▸ EXTRAIT DE PAGE
◇ ◇ ◇ ◇ ◇ ◇ ◇

Pour sortir de cet « angélisme », il faudrait plus de punitions, plus d’exclusions, abandonner notre regard naïf sur ces élèves qui remettent en cause l’autorité des adultes et par là, celle de notre République. Cette approche se retrouve dans l’avis du conseil supérieur des programmes, qui souhaite recentrer les missions des CPE sur le respect du règlement intérieur, ou dans la demande de fouiller les sacs des élèves à l’entrée de leurs établissements.
Le risque est alors de ne plus considérer les transgressions comme des « erreurs » de comportement qui devraient nous renseigner sur les difficultés des élèves pour mieux les accompagner, mais comme des « fautes » de coupables dont il faut se protéger.
Cette droitisation du discours se situe dans le contexte d’une école dégradée à l’extrême : les conflits s’y multiplient, en particulier autour des punitions1. Tension entre les enseignants et le personnel de vie scolaire, les premiers accusés de se débarrasser trop facilement de leurs élèves, les seconds de complicité avec les perturbateurs. Tension avec les personnels de direction, soupçonnés d’alimenter le « pas de vague » pour préserver l’image de leurs établissements. Tension entre les enseignants, incapables de se mettre d’accord sur comment et pourquoi punir. Cette dégradation des conditions de travail débouche nécessairement sur une logique de tri et d’exclusion.
L’application du régime disciplinaire dans les écoles françaises est un sujet important qui mérite réflexion et débat, mais le bruit médiatique nous empêche de penser et d’agir. En refermant la problématique sur plus de punition, on s’empêche de s’interroger sur comment mieux punir. Mais la punition est malheureusement peu ou pas réfléchie. Elle n’est pas réellement traitée par notre hiérarchie, sinon pour culpabiliser les enseignants. Elle n’est pas abordée pendant la formation initiale ou continue.
Le jugement très partagé sur l’indiscipline des élèves, à la fois par les médias, les politiques, mais aussi par certains collègues reste du niveau de la discussion de comptoir. C’est ce qui permet de proposer un durcissement du régime disciplinaire inédit sans jamais prendre en compte la réalité du terrain.
Pourtant, les travaux de la recherche ont stabilisé des connaissances qu’il est nécessaire de rappeler. On demande plus de punitions alors que l’école française punit déjà beaucoup et très sévèrement2. On demande plus d’exclusions alors que les comparaisons internationales montrent que la France fait partie des pays où l’on exclut le plus. On sait aussi que les enseignants français, tout en punissant beaucoup et très sévèrement, jugent ces punitions inefficaces (plus que leurs voisins) et que nos élèves jugent ces punitions injustes (là aussi, plus que leurs voisins)3.
Les travaux menés sur les politiques de « tolérance zéro », poussés très loin dans le nord de l’Amérique, montrent qu’elles n’améliorent pas le climat scolaire, auraient même tendance à le dégrader, participent à augmenter la violence et à accentuer le décrochage des plus fragiles. On parle d’un « pipeline » de l’école à la prison4. On sait enfin que l’exercice punitif est marqué par des biais psychosociaux racistes : les enseignants perçoivent les élèves racisés comme plus âgés qu’ils ne le sont réellement, donc plus dangereux et donc les punissent plus que les autres.

◇ ◇ ◇ ◇ ◇ ◇ ◇

▸ RELEVÉ
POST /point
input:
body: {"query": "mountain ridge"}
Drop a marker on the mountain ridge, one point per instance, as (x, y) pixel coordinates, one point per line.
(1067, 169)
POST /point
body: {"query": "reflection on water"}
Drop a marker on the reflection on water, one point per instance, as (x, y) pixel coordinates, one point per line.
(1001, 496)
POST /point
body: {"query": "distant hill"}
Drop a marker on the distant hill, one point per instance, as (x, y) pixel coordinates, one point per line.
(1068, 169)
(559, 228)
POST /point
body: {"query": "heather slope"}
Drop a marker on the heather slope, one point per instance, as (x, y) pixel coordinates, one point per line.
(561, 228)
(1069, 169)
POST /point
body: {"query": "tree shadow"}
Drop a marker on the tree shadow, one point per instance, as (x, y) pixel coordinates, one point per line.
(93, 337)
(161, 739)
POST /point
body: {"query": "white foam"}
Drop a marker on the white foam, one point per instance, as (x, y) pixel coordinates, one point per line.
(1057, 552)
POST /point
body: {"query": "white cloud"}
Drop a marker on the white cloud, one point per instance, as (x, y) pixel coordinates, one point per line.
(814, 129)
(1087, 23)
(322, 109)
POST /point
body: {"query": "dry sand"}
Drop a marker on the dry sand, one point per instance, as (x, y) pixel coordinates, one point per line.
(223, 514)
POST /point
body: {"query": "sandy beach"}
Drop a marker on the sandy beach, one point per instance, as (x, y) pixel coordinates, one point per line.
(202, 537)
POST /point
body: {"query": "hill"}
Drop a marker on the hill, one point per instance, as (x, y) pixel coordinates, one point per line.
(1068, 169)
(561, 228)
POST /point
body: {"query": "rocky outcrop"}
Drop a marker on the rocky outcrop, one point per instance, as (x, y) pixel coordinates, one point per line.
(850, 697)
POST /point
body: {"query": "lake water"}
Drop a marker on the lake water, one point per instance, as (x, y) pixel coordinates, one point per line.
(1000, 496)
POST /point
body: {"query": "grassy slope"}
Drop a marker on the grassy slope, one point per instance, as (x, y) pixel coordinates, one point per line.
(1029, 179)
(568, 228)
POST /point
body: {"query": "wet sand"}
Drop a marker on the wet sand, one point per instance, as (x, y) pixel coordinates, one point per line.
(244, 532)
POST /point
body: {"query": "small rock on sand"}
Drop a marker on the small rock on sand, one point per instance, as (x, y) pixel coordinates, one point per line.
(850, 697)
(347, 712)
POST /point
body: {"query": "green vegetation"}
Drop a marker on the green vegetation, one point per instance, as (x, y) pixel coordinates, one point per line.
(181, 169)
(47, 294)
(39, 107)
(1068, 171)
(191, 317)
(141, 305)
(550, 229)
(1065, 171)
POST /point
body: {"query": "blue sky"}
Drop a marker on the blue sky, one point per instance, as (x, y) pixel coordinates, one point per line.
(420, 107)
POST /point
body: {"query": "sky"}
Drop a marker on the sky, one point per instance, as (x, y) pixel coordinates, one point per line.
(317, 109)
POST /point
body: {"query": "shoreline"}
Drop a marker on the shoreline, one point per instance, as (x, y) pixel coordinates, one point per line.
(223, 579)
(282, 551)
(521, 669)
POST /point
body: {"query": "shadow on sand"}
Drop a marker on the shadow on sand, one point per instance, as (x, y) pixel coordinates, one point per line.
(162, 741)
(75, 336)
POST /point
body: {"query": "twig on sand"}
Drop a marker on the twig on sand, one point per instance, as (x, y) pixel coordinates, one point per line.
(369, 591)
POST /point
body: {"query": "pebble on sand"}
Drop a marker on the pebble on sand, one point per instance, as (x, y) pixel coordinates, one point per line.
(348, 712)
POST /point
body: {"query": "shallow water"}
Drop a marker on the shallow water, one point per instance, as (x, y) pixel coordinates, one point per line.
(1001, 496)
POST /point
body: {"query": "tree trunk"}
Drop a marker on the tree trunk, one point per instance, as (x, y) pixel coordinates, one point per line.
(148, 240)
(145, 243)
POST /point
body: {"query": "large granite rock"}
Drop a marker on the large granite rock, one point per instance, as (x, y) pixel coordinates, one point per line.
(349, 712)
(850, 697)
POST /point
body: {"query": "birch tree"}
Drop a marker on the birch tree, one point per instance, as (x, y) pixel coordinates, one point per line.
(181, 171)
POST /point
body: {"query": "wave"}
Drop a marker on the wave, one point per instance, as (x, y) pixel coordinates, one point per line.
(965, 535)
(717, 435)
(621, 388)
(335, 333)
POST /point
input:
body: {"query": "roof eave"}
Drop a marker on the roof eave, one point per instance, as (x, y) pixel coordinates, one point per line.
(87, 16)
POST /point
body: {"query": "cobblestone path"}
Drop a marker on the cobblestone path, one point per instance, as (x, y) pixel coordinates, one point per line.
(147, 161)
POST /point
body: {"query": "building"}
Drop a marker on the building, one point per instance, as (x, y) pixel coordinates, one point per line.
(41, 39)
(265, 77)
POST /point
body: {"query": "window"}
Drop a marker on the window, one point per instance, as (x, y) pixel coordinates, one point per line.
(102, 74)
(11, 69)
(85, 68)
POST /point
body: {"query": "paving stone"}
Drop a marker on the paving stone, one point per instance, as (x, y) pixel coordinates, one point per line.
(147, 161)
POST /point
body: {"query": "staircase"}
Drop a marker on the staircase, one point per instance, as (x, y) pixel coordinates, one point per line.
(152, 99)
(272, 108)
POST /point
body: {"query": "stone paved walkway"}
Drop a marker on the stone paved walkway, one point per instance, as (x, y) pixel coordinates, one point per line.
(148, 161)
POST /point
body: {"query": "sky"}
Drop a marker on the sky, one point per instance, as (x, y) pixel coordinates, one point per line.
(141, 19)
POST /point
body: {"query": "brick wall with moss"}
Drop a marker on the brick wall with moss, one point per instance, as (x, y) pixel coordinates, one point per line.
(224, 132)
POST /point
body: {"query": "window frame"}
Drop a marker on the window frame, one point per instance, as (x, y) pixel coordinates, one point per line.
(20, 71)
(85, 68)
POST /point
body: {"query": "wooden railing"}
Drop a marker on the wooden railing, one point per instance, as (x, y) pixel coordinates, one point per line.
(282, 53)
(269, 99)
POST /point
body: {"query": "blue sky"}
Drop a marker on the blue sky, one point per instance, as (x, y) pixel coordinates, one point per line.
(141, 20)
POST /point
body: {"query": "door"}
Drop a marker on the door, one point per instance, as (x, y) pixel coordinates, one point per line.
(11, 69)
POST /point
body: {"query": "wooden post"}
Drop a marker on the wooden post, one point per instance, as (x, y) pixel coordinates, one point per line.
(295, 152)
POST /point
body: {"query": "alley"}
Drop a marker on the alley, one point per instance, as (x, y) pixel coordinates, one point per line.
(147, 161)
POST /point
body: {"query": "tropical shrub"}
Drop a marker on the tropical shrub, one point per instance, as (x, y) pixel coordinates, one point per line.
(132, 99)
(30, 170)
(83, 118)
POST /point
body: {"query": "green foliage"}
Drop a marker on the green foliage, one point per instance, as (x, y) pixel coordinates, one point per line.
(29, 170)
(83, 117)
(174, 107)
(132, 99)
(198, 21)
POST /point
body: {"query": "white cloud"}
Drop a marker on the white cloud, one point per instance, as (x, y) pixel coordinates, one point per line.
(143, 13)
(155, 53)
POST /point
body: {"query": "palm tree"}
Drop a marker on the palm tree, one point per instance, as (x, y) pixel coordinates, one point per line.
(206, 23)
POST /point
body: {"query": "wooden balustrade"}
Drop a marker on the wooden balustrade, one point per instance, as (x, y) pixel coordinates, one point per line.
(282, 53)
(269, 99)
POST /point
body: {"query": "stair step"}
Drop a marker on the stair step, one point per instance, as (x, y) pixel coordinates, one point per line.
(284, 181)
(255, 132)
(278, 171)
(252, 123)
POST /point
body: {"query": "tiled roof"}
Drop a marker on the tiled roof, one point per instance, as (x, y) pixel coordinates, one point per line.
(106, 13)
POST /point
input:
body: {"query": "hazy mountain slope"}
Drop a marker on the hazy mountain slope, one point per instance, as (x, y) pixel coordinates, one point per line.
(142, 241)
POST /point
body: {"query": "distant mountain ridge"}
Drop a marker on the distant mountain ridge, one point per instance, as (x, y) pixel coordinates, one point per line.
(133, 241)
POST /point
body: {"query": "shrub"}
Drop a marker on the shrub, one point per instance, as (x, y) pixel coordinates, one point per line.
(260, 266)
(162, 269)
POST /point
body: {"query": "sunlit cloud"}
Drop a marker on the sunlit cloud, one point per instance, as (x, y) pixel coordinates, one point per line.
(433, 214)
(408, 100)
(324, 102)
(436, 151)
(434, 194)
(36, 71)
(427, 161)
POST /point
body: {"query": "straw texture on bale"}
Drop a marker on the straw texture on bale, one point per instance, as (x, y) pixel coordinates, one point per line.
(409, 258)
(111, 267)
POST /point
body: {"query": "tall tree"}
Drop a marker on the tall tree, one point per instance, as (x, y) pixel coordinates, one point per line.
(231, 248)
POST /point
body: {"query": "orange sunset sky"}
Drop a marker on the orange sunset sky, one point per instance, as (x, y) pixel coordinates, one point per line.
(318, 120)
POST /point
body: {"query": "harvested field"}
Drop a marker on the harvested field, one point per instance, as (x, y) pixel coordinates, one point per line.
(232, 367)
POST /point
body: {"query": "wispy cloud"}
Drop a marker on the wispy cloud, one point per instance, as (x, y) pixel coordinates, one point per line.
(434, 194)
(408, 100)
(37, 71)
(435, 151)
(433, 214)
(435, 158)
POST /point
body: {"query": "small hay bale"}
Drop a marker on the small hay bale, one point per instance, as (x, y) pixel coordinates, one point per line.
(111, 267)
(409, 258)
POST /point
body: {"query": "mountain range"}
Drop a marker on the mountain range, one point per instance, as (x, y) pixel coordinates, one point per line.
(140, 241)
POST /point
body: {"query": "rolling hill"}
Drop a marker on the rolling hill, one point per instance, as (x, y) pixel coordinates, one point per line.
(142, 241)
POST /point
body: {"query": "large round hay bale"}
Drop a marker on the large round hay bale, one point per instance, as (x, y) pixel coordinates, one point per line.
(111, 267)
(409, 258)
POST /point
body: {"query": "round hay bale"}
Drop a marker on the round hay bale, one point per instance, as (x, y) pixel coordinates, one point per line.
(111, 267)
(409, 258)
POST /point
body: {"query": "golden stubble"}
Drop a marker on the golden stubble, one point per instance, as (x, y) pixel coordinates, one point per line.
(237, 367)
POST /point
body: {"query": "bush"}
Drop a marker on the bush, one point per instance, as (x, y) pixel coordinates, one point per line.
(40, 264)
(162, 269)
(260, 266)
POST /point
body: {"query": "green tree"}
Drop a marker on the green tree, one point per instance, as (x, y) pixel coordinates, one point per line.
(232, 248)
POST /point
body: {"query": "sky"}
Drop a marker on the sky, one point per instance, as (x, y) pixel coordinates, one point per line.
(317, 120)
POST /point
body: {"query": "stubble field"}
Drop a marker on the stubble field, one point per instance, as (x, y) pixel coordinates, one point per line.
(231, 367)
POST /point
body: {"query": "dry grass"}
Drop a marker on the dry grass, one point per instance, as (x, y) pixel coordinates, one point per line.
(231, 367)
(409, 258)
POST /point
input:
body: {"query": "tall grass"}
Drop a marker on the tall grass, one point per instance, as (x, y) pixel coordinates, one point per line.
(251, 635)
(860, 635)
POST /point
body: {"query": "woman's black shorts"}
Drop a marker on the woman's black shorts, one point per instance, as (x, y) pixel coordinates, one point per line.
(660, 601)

◇ ◇ ◇ ◇ ◇ ◇ ◇

▸ EXERCICE
Pouvez-vous poursuivre l'extrait sur les punitions à l'école en reprenant juste après sa dernière phrase ?

▸ RÉSULTAT ATTENDU
Les travaux d’Eirick Prairat5 constituent un repère précieux pour penser la sanction et l’autorité à l’école. On peut pointer trois logiques de sens commun très répandues dans l’application de la punition scolaire : la logique expiatrice, la logique comportementaliste et la logique de l’exemple. Si un élève est responsable d’indiscipline, il a causé un mal, une douleur, au moins symbolique, à l’adulte, à d’autres élèves, à la communauté scolaire. Il lui faudrait expier. Pour cela, il doit subir une douleur équivalente à celle qu’il a provoquée : c’est comme cela qu’elle effacera la faute.
Quand une alternative au tout punitif est proposée, les adultes la considèrent souvent comme trop « gentille » : l’élève n’est pas puni pour s’amuser ! Cette logique s’articule très bien avec la logique comportementaliste : en imposant une réponse douloureuse à l’élève qui a transgressé, on pense que la prochaine fois, il anticipera la réponse et y regardera à deux fois avant de transgresser. Là où l’enfant se brule, il ne remettra plus le doigt.
Enfin, ces logiques s’articulent avec celle de l’exemple : en exposant au groupe la douleur subie par le fautif, on intimide tous les autres, ce qui prévient les mauvais comportements. Cette conception de l’autorité passe par la peur, la soumission et le rapport de force. Elle est à l’origine des sentiments d’injustice, dégrade la qualité de la relation d’éducation, construit des carrières de défiance et de rébellion contre l’adulte. L’exclusion prend une place centrale dans ce système, en contradiction avec la perspective d’une école inclusive.
Le paradoxe, c’est que cette inflation ne satisfait personne et que l’on continue d’exclure ou de mettre en retenue des élèves en sachant que tout cela ne va pas améliorer le comportement des punis. Pour dépasser cette approche purement idéologique, il faut se recentrer sur notre mission éducative.
Lorsque l’on punit un élève, c’est d’abord pour qu’il apprenne comment se comporter à l’école et en classe, mais c’est surtout pour participer à sa construction, à son autonomisation ou même, osons le mot, à son éducation citoyenne. Pour cela, il est fondamental de considérer les transgressions comme des erreurs qui peuvent devenir des leviers pour apprendre aux élèves les normes et les règles scolaires et sociales. Il faut se rappeler de la Convention internationale des droits de l’enfant, qui affirme le droit à faire ou à dire des bêtises.
Cela signifie que les élèves ont le droit à l’erreur, aussi bien dans leur comportement que dans leurs productions. Lorsqu’un élève perturbe un cours, il nous empêche de faire notre travail et il empêche ses camarades d’apprendre. Mais pourquoi se comporte-t-il ainsi ? Peut-être ne possède-t-il pas les clés pour suivre les règles, peut-être qu’il ne sait pas comment se comporter. Cela peut aussi être un signal adressé à l’adulte, pour qu’on s’occupe de lui ou encore une provocation adolescente, la réaction de colère d’un élève blessé par l’école.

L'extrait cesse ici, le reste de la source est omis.